▶ **Given entries**:
-- begin --

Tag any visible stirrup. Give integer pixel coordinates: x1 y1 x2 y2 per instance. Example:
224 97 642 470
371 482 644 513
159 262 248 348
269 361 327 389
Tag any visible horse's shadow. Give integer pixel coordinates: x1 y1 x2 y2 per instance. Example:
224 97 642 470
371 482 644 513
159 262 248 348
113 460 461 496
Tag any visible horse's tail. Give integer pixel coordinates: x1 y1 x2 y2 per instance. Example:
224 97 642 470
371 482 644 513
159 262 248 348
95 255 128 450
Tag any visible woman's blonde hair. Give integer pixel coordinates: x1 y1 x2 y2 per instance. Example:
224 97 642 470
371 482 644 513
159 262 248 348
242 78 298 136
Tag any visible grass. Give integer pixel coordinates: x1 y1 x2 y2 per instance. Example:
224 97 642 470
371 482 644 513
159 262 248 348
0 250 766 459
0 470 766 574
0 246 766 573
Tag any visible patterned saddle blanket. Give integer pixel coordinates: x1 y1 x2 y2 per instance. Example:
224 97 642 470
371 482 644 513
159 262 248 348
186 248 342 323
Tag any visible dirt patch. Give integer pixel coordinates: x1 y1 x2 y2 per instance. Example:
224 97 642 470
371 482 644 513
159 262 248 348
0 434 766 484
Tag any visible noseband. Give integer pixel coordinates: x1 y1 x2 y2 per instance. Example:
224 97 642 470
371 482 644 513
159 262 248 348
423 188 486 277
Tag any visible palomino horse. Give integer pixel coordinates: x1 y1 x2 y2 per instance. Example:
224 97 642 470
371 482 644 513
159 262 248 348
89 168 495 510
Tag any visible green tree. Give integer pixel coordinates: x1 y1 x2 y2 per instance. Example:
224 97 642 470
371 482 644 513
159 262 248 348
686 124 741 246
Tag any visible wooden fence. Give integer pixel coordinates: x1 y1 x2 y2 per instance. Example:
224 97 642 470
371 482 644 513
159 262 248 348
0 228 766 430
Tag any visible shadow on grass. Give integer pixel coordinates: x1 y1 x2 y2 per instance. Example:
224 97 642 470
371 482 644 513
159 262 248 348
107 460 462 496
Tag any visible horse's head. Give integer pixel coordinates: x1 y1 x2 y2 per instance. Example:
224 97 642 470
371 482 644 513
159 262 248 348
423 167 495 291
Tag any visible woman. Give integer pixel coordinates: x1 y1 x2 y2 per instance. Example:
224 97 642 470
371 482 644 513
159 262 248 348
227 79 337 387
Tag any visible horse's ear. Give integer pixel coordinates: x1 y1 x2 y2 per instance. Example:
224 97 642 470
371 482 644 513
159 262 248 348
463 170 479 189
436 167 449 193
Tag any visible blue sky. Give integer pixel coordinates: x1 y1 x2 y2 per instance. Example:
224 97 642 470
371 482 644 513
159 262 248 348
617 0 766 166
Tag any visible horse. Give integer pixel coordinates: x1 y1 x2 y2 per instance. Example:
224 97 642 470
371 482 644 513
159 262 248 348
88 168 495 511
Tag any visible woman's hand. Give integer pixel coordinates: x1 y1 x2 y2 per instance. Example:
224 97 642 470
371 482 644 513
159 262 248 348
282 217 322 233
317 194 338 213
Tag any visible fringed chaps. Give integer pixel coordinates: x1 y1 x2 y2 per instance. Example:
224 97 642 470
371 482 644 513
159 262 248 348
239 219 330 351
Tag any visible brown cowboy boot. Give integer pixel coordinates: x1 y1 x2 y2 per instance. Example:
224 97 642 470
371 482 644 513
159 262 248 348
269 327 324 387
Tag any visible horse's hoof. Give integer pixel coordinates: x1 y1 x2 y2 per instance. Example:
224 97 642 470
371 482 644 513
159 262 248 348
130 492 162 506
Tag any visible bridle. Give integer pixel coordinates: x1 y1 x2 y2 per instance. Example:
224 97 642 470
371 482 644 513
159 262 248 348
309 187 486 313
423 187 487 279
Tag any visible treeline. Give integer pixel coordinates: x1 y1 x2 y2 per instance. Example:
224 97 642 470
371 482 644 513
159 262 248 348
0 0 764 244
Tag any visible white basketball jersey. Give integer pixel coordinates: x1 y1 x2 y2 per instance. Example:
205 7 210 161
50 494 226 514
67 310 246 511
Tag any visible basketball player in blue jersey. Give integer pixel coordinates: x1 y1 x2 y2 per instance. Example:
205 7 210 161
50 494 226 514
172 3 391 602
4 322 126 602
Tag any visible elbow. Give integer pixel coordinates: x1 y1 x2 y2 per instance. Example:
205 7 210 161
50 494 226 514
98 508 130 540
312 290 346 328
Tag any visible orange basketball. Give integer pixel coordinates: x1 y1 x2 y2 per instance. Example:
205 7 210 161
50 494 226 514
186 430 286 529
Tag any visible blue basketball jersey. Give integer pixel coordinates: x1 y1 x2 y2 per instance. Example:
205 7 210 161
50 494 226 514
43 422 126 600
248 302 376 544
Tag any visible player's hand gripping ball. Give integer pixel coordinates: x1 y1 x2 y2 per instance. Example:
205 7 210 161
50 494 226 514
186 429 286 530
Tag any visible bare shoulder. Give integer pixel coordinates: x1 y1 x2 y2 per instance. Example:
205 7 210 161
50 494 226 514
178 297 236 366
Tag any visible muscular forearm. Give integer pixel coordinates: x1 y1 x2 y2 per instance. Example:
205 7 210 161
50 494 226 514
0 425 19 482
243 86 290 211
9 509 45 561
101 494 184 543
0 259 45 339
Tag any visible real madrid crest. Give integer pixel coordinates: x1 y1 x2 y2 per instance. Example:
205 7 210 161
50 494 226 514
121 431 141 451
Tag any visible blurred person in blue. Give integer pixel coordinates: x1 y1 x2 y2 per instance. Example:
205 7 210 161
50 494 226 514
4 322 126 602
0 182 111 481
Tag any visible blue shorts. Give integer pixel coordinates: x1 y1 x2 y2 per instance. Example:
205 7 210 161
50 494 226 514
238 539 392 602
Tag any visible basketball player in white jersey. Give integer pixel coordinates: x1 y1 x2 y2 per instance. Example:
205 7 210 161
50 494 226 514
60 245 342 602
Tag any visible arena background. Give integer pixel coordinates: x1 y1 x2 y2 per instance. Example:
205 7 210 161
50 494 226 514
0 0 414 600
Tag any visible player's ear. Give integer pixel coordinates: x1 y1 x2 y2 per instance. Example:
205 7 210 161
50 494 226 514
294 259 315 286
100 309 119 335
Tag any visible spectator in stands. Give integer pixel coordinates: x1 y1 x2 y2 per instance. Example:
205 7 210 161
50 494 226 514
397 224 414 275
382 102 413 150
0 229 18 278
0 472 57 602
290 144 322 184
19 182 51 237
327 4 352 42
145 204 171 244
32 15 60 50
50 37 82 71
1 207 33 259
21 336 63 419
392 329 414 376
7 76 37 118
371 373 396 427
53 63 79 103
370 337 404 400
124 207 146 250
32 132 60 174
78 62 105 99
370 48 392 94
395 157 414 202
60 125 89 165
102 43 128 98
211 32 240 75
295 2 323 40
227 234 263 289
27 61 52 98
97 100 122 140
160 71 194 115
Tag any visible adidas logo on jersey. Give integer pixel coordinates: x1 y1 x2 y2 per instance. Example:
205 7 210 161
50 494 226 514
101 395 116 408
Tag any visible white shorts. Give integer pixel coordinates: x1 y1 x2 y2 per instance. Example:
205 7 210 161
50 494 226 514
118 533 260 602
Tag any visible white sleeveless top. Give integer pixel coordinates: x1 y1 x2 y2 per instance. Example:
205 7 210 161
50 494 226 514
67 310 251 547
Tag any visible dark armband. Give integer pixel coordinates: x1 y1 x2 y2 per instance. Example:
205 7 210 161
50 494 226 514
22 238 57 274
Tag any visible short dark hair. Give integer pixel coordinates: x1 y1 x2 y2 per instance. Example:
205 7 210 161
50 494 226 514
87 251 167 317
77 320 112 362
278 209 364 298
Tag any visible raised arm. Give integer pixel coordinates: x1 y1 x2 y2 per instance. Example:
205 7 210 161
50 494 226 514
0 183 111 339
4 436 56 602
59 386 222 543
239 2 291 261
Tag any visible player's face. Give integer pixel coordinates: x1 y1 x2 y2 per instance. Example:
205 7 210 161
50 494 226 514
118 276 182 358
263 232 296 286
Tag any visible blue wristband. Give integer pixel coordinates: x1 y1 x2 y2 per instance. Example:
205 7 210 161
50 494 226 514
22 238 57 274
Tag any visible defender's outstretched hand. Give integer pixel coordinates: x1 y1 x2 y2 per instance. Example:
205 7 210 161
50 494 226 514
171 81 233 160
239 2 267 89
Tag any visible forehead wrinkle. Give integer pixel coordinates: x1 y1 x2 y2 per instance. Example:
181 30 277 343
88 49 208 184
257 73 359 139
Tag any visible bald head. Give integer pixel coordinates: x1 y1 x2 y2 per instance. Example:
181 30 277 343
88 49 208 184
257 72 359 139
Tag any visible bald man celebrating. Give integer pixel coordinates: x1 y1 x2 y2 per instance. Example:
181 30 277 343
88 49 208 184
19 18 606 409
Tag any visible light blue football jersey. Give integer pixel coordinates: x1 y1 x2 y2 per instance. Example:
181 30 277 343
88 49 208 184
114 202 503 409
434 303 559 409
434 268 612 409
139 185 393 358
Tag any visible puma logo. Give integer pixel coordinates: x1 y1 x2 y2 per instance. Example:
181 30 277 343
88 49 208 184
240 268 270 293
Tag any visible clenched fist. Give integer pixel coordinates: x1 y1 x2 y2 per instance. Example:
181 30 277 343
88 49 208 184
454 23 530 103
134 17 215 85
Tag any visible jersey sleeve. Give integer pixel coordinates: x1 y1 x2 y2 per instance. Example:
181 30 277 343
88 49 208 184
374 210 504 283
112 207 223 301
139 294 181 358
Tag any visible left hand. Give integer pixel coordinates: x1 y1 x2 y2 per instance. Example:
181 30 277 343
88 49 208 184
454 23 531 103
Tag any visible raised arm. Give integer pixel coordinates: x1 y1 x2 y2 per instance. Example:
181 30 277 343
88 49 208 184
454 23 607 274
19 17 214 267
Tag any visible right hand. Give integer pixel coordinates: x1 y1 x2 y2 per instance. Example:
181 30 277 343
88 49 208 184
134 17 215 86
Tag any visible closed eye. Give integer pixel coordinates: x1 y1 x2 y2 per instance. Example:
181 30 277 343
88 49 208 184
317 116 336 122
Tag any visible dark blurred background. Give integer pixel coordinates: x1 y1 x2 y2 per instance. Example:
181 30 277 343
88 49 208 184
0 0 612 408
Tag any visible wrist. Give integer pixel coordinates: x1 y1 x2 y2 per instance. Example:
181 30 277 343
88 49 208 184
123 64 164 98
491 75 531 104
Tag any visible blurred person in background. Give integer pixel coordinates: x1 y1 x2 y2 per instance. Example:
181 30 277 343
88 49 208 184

-- end --

Copy the rows starting at the line containing "Tag any visible brown" and ending at the line containing "130 492 162 506", both included, with every character unchanged.

Tag any visible brown cowboy boot. Give integer pixel coordinates: x1 y1 x2 y2 per instance. Example:
224 97 642 470
371 482 644 513
159 262 248 348
269 327 324 387
Tag any visible horse's hoof. Give integer pixel coordinates: x1 y1 x2 y2 per instance. Example:
224 97 642 470
371 482 644 513
159 262 248 348
130 492 162 506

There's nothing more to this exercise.